- TO DO -
Count the lines in the entries that contain "below". Say the number and nothing more.

- DATA FOR THIS TASK -

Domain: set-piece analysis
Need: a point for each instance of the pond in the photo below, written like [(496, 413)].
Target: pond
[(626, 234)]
...
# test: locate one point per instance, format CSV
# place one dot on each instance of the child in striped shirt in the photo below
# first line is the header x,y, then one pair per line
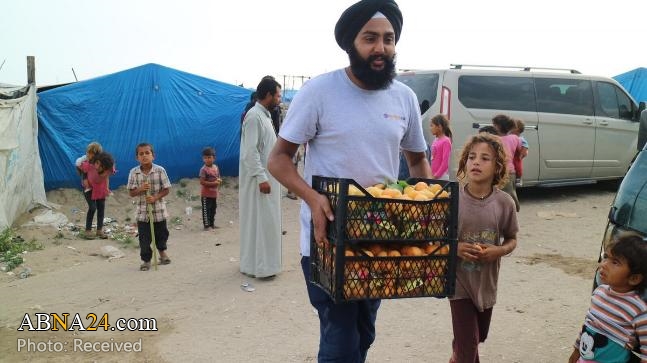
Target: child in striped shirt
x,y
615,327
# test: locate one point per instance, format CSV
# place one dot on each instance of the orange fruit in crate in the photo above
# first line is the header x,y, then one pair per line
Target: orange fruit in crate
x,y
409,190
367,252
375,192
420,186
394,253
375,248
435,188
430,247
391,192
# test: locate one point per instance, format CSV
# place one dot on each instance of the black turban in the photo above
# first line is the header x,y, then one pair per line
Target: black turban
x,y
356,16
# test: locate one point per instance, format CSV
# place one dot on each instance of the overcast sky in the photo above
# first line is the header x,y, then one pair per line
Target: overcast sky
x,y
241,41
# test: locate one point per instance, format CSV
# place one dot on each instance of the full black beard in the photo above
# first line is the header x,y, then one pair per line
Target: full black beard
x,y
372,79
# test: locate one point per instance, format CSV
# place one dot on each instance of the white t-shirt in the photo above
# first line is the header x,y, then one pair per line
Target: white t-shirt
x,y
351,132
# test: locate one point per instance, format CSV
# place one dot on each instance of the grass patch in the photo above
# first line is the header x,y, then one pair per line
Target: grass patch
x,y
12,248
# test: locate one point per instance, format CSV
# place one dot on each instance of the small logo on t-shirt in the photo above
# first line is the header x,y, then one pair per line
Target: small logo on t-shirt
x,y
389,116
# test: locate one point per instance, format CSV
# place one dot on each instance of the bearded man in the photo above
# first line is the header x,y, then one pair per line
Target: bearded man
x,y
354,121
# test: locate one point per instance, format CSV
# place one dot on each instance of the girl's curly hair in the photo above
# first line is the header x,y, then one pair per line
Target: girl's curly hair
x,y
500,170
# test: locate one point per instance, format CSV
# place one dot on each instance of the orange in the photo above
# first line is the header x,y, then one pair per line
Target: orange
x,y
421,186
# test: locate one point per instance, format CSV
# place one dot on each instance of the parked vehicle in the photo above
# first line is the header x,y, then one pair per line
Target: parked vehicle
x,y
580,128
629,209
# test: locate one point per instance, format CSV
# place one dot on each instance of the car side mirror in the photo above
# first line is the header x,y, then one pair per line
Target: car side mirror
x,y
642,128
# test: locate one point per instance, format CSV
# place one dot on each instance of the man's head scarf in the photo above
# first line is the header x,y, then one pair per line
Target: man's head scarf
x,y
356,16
---
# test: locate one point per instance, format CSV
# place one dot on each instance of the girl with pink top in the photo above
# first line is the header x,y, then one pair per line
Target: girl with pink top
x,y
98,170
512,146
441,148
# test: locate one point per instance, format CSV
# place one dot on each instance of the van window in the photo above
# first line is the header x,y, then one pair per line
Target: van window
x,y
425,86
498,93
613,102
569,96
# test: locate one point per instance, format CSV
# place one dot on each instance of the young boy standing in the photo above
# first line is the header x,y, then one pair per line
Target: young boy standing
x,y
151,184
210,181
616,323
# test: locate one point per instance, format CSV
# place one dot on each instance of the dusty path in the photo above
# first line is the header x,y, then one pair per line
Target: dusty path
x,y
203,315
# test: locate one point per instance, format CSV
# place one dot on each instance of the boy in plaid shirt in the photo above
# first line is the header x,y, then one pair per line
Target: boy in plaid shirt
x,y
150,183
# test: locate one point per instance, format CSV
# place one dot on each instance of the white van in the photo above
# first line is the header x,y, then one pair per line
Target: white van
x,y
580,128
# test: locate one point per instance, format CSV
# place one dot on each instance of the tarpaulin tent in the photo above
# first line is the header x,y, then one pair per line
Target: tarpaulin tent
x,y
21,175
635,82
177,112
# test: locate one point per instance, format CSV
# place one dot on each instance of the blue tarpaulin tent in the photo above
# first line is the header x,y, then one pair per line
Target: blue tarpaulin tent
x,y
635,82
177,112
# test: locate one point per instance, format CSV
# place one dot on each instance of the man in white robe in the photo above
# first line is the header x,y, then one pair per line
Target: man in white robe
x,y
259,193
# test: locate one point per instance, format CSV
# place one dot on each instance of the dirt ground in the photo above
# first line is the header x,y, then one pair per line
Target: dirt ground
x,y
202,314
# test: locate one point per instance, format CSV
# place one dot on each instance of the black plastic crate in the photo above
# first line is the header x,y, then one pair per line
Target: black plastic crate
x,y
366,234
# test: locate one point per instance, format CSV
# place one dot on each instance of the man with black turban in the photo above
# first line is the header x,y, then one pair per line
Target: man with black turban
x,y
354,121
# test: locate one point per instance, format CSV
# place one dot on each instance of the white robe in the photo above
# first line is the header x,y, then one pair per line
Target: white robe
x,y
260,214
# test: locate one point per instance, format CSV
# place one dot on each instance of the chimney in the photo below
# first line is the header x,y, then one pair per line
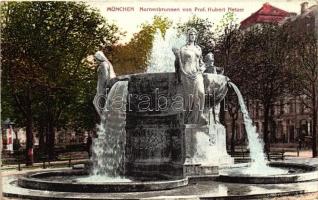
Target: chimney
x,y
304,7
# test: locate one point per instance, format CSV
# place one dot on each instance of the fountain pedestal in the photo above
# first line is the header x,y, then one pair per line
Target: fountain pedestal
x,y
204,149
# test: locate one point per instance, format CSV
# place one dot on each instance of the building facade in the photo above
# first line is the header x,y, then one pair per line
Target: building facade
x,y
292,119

- SOLUTION TO THIS EXERCISE -
3